» Instructions for the task: All records that follow are to be restated exactly.

───── Dataset extract

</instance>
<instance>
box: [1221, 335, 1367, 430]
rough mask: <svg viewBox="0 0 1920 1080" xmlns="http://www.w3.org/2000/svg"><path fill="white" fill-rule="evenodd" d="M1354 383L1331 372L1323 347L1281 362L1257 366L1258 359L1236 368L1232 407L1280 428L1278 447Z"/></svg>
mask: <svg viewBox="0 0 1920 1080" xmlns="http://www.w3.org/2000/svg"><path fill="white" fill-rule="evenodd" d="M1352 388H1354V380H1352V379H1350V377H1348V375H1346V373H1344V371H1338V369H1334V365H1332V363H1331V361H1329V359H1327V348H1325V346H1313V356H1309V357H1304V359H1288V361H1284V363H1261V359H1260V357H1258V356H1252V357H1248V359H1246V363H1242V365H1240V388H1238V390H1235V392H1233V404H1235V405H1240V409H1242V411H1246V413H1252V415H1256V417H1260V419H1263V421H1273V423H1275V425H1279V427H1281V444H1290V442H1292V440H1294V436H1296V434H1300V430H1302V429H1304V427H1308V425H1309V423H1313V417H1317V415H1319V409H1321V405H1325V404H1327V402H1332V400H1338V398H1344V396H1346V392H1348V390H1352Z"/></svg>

──────────

» Answer section:
</instance>
<instance>
box: [1221, 335, 1367, 430]
rough mask: <svg viewBox="0 0 1920 1080" xmlns="http://www.w3.org/2000/svg"><path fill="white" fill-rule="evenodd" d="M1354 383L1331 372L1323 347L1281 362L1257 366L1258 359L1236 368L1232 407L1280 428L1278 447Z"/></svg>
mask: <svg viewBox="0 0 1920 1080" xmlns="http://www.w3.org/2000/svg"><path fill="white" fill-rule="evenodd" d="M1352 388H1354V380H1352V379H1350V377H1348V375H1346V373H1344V371H1338V369H1334V365H1332V363H1331V361H1329V359H1327V348H1325V346H1313V356H1309V357H1304V359H1288V361H1284V363H1261V359H1260V357H1258V356H1252V357H1248V359H1246V363H1242V365H1240V388H1238V390H1235V392H1233V404H1235V405H1240V409H1242V411H1246V413H1252V415H1256V417H1260V419H1263V421H1273V423H1275V425H1279V427H1281V444H1290V442H1292V440H1294V436H1296V434H1300V430H1302V429H1304V427H1308V425H1309V423H1313V417H1317V415H1319V409H1321V405H1325V404H1327V402H1332V400H1338V398H1344V396H1346V392H1348V390H1352Z"/></svg>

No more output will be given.